Stored entries:
= = =
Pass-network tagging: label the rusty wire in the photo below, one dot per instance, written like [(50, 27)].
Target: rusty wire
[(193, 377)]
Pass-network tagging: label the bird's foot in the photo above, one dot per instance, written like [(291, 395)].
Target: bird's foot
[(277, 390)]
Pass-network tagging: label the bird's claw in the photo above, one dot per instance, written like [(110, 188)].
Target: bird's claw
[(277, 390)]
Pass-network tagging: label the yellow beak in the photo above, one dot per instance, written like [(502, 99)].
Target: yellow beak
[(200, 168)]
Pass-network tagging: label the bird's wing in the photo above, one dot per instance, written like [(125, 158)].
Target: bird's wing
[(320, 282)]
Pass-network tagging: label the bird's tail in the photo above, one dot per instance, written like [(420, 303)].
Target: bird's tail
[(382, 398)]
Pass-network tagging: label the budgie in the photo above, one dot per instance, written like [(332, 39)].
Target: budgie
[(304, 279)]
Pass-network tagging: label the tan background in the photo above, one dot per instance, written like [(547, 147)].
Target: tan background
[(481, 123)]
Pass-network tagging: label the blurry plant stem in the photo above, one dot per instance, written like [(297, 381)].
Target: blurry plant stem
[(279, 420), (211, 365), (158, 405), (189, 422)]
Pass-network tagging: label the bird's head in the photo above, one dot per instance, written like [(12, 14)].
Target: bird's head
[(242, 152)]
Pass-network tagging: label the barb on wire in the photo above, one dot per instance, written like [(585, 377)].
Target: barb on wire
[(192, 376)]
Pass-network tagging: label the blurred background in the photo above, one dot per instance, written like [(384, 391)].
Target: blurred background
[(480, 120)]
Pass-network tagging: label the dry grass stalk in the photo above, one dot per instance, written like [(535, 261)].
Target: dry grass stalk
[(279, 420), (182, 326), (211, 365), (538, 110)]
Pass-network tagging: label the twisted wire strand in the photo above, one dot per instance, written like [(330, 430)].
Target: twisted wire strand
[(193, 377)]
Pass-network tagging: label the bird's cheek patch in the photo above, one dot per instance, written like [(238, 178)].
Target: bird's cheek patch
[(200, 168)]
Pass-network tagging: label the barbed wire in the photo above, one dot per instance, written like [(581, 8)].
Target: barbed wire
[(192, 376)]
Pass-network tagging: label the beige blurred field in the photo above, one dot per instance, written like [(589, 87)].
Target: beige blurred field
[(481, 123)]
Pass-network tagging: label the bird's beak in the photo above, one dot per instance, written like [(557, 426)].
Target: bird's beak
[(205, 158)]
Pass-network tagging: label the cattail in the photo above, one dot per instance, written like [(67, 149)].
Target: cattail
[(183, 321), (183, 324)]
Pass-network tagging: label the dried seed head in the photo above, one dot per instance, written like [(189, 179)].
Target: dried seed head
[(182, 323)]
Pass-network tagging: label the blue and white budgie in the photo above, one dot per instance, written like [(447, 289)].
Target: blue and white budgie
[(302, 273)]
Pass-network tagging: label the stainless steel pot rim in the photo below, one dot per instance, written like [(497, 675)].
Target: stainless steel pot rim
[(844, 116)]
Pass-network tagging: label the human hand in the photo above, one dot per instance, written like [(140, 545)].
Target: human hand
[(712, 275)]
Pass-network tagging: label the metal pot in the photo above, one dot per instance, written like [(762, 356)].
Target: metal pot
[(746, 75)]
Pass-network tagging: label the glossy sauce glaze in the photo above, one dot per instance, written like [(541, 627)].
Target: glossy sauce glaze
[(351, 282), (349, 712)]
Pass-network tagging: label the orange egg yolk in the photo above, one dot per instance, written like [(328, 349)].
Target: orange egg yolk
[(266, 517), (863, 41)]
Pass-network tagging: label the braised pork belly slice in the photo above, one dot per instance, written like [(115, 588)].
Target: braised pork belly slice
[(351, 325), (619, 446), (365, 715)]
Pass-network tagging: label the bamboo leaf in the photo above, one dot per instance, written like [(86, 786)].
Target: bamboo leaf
= = =
Copy every entry above verbatim, with no changes.

Pass-network tagging: label the rusty wire in the photo below, one dot per instance, written like [(50, 27)].
Target: rusty wire
[(193, 377)]
Pass-network tagging: label the bird's foot in the photo above, one dot per instance, written like [(291, 395)].
Target: bird's foot
[(277, 390)]
Pass-network tagging: label the bird's claw in the photo above, one dot per instance, written like [(110, 188)].
Target: bird's claw
[(277, 390)]
Pass-network tagging: label the yellow beak in the photo above, one dot per instance, written like [(502, 99)].
Target: yellow beak
[(200, 168)]
Pass-network tagging: label the bird's wing in the photo above, one dot per instance, written like [(125, 158)].
Target: bird's wing
[(320, 282)]
Pass-network tagging: label the bird's tail in the photo above, one dot per instance, written like [(420, 303)].
Target: bird's tail
[(382, 398)]
Pass-network tagging: label the budgie in the photo above, one dot per instance, written like [(332, 39)].
Target: budgie
[(304, 279)]
Pass-network tagging: label the tan background in the photo above, one dot per instance, written like [(547, 147)].
Target: tan background
[(481, 123)]
Pass-network tagging: label the blurry plant stem in the photo above, one dot per instance, written like [(297, 381)].
Target: blurry plant stem
[(279, 420), (211, 365), (158, 405), (189, 422)]
Pass-network tagging: label the bird's head in the photo above, one dot per instance, written like [(12, 14)].
Target: bird's head
[(242, 152)]
Pass-network tagging: label the barb on wire in the photo above, one dot per instance, written like [(585, 377)].
Target: barb on wire
[(192, 376)]
Pass-network tagging: label the blurred background in the photo above, one dot per instance, written like [(384, 391)].
Target: blurred background
[(480, 120)]
Pass-network tagging: label the dry grass stalk in the photo above, one dot per instance, written like [(535, 261)].
Target: dry grass stalk
[(279, 420), (182, 326), (211, 365), (538, 110)]
Pass-network tagging: label the twisted wire strand in the photo above, one dot per instance, written like [(330, 430)].
Target: twisted wire strand
[(193, 377)]
Pass-network tagging: label the bird's cheek patch in the photo above, one dot per instance, written like [(238, 178)].
Target: bird's cheek patch
[(200, 168)]
Pass-network tagging: label the barbed wire in the photo above, one dot per instance, written like [(581, 8)].
Target: barbed wire
[(192, 376)]
Pass-network tagging: label the beige blurred field in the photo above, one dot per instance, written like [(589, 87)].
Target: beige blurred field
[(481, 123)]
Pass-network tagging: label the bird's beak in the photo above, one dot per instance, written like [(557, 426)].
Target: bird's beak
[(205, 158)]
Pass-network tagging: label the cattail in the photo above, one dot per instance, written like [(67, 149)].
Target: cattail
[(183, 321), (183, 324)]
Pass-network tagging: label the dried seed head in the photo above, one dot per instance, written like [(189, 179)].
Target: dried seed head
[(182, 323)]
Pass-network tagging: label the blue and white budgie in the photo above, one dot per instance, written like [(447, 289)].
Target: blue and white budgie
[(302, 273)]
Pass-network tagging: label the stainless steel pot rim in the photo below, one dot per instance, written like [(497, 675)].
Target: stainless steel pot rim
[(844, 116)]
Pass-network tagging: label the human hand in the photo above, one dot per instance, written like [(140, 545)].
Target: human hand
[(712, 275)]
Pass-network tagging: label the metal pot in the photo above, one dot per instance, written like [(762, 356)].
Target: metal pot
[(746, 75)]
Pass-network tagging: label the glossy sauce glaze in the photo above, one dot per instance, written like [(541, 627)].
Target: glossy sauce glaze
[(351, 282), (349, 712)]
Pass-network tagging: label the orange egg yolk in the photo above, one dot per instance, written like [(328, 349)].
Target: orange egg yolk
[(266, 517), (863, 41)]
Pass-network tagging: label the braised pork belly slice in the photo above, one dot per instance, written like [(115, 588)].
Target: braised pork belly slice
[(351, 325), (619, 446), (365, 715)]
Pass-network tagging: label the bamboo leaf in the photo above, one dot per instance, written like [(86, 786)].
Target: bamboo leaf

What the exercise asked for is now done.